[start Passage given]
While this cdf is useful for various purposes (such as random sampling and simulation), we also want to find an estimate of the underlying probability density. However, finding the density function is quite difficult since we are estimating a continuous distribution. One technique for estimating the density function is through using histograms. To form a histogram we construct buckets with an upper and lower bound and count the number of observations we see in each bucket. One thing to note is that it is very difficult to know how many buckets to use and where their cut offs should be. In practice we need to examine several different histogram schemes and choose one which gives us the most reasonable results. Below are several histograms generated from our data with various bin counts and one "automated" bin count using the heurstics in python:

In [75]:
%matplotlib inline
plt.figure()
plt.hist(data,bins=1)
plt.figure()
plt.hist(data,bins=10)
plt.figure()
plt.hist(data,bins=50)
plt.figure()
plt.hist(data,bins='auto')
Out[75]:
(array([  1.,   0.,   0.,   0.,   0.,   1.,   2.,   4.,   9.,  14.,  11.,
          5.,   2.,   1.]),
 array([-20.14864735, -17.53713748, -14.92562761, -12.31411774,
         -9.70260786,  -7.09109799,  -4.47958812,  -1.86807825,
          0.74343162,   3.35494149,   5.96645136,   8.57796124,
         11.18947111,  13.80098098,  16.41249085]),
 <a list of 14 Patch objects>)

Another useful tool for estimating the denstiy function of our data is using a kernel estimator. Recall that a suitible kernel function $\frac{1}{h}K(\frac{u}{h})$ with bandwidth $h$ has the following properties:

  1. $K$ has finite support (only positive from $[-h,h]$)
[end Passage given]
* [Task objective]:
Write the next part of the passage on estimating a probability density with histograms and kernel estimators, picking up right after its last line. The items placed after this text are not needed.
[start Excerpted data]
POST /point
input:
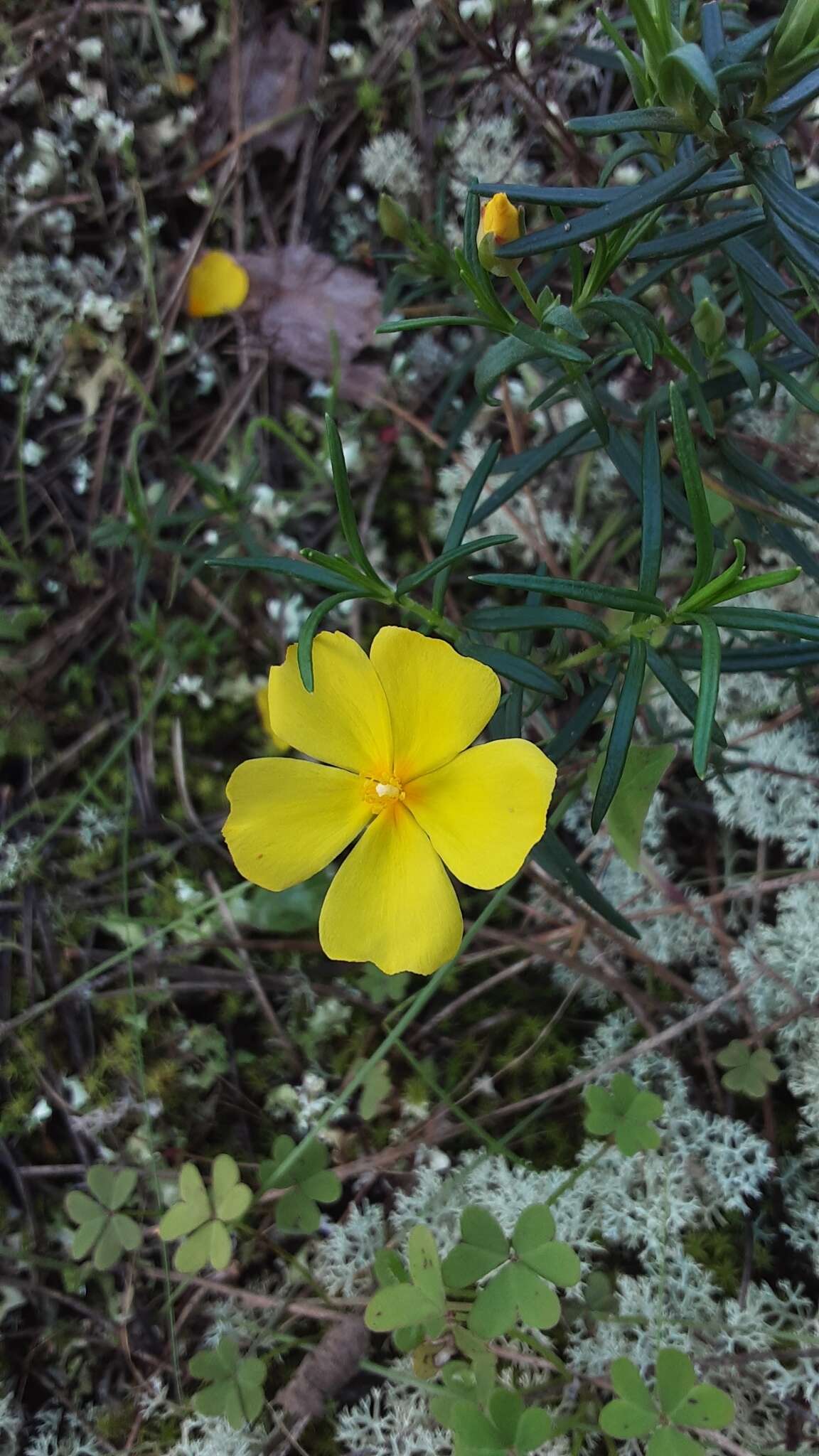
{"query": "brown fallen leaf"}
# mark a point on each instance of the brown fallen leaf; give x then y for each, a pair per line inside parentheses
(327, 1369)
(279, 72)
(315, 314)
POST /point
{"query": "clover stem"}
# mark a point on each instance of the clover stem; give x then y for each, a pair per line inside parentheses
(583, 1168)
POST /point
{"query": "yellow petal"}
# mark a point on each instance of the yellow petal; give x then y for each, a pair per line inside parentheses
(262, 705)
(486, 808)
(216, 284)
(500, 216)
(437, 700)
(289, 819)
(344, 719)
(392, 901)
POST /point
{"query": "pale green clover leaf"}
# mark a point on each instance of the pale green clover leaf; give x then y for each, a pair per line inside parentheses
(101, 1225)
(626, 1111)
(416, 1296)
(308, 1181)
(235, 1386)
(200, 1219)
(749, 1071)
(678, 1401)
(527, 1270)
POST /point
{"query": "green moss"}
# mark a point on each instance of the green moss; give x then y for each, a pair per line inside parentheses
(720, 1251)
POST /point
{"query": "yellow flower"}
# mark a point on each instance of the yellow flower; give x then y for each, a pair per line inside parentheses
(500, 218)
(262, 705)
(392, 733)
(216, 284)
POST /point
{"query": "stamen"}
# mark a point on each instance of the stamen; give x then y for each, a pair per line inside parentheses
(388, 791)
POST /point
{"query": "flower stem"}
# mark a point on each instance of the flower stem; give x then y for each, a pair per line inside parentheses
(527, 296)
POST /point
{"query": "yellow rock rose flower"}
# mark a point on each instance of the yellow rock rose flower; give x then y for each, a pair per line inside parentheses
(216, 284)
(392, 733)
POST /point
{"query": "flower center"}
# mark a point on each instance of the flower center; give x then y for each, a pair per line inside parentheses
(378, 793)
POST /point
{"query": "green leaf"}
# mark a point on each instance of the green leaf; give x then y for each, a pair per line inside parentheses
(388, 1268)
(496, 1307)
(619, 123)
(530, 464)
(691, 62)
(509, 354)
(680, 692)
(397, 1305)
(684, 242)
(298, 1211)
(344, 500)
(692, 482)
(624, 208)
(127, 1232)
(286, 567)
(424, 1265)
(668, 1442)
(620, 599)
(520, 619)
(223, 1179)
(80, 1209)
(623, 729)
(749, 1071)
(626, 1111)
(484, 1246)
(108, 1248)
(473, 1430)
(111, 1186)
(219, 1247)
(505, 1410)
(324, 1187)
(628, 1383)
(674, 1379)
(462, 518)
(534, 1228)
(652, 537)
(582, 718)
(515, 669)
(448, 560)
(687, 1403)
(634, 1413)
(194, 1251)
(645, 768)
(86, 1235)
(709, 690)
(237, 1385)
(537, 1302)
(535, 1429)
(311, 626)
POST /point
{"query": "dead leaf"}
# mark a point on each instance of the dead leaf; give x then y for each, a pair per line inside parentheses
(279, 72)
(314, 312)
(327, 1369)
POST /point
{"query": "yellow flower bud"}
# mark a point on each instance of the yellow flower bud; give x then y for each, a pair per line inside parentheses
(500, 216)
(216, 284)
(500, 223)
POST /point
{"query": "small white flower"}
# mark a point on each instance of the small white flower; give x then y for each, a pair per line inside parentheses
(31, 453)
(190, 21)
(91, 48)
(391, 164)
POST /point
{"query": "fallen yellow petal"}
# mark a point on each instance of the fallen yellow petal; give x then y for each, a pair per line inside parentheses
(216, 284)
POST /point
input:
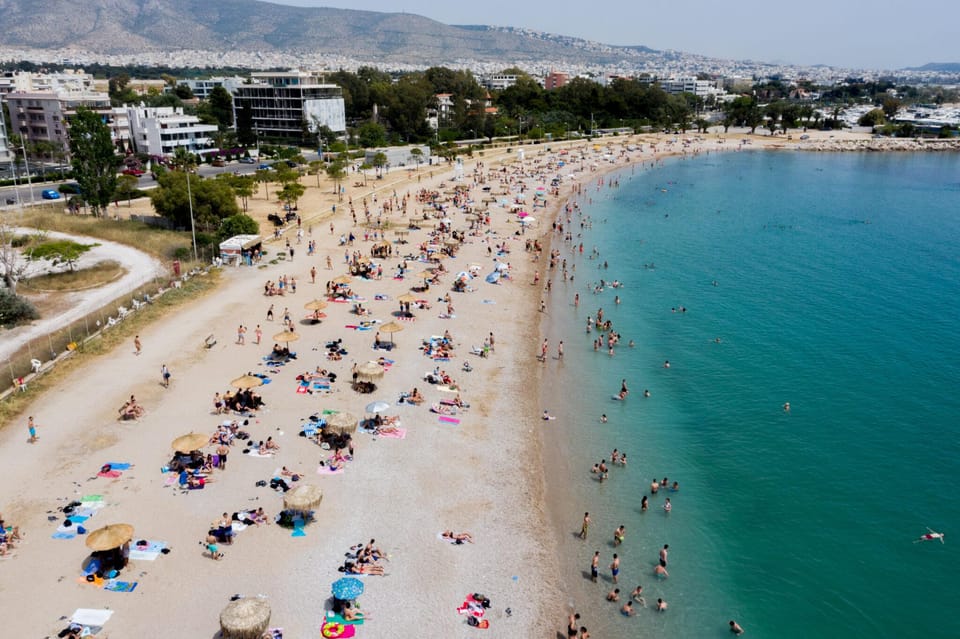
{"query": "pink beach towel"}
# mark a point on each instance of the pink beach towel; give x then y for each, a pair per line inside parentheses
(326, 470)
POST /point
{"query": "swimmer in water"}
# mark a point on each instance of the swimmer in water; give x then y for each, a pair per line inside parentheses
(931, 536)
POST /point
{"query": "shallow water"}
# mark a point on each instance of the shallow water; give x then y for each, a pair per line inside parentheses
(833, 283)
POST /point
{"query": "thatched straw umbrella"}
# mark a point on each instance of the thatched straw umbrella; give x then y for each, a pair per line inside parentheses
[end Excerpted data]
* [In response]:
  2. $K$ is symmetric $\frac{1}{h}K(\frac{u}{h})=\frac{1}{h}K(\frac{-u}{h})$
  3. $K>0$ for $-h \leq u \leq h$
  4. $\int_{-h}^h \frac{1}{h}K(\frac{u}{h}) du = 1$
  5. Maximum value of $\frac{1}{h} \max_u K(u)$

There are many suitible Kernel functions and in general it is up to our discression as analysts on which to use for forming our density estimate. One popular Kernel function is the gaussian kernel: $ \frac{1}{h\sqrt{2\pi}(\Phi(h) - \Phi(-h))}\exp(\frac{-(x-x_i)^2}{2h^2})$. Here $\Phi(\cdot)$ is the cdf of a standard normal distribution and is included to ensure that the truncated integral satisfies property 4 above. As before with the histograms, choosing the correct value for the bandwidth $h$ is key in performing useful analysis of the data. While there are many heuristics for getting a good value for this parameter, it is often better to calibrated manually and use best judgement. Using this kernel function we can compute the following kernel density estimate for our data:

In [8]:
import numpy as np
from scipy import stats

kernel = stats.gaussian_kde(data,bw_method=None)
kernel_x_axis = np.linspace(-30,30,num=100)
kernel_vals = []
for ind in range(len(kernel_x_axis)):
    val = kernel_x_axis[ind]
    kernel_vals.append(kernel(val))
   
plt.figure()
plt.plot(kernel_x_axis,kernel_vals)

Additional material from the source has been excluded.